##### Raw data
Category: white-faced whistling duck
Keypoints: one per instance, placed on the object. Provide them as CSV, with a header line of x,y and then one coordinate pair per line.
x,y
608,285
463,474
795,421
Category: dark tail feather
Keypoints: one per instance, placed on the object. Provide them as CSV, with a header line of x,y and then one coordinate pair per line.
##########
Your goal:
Return the records exactly, character for character.

Response to this exercise:
Category: white-faced whistling duck
Keypoints: one per instance, placed on the object. Provide them as CSV, with a header line of x,y and then one coordinate pair per line.
x,y
608,285
463,474
795,421
Category: dark tail feather
Keypoints: one per instance, placed on the object. Provide them as CSV, with a header line of x,y and then one coordinate pair per line.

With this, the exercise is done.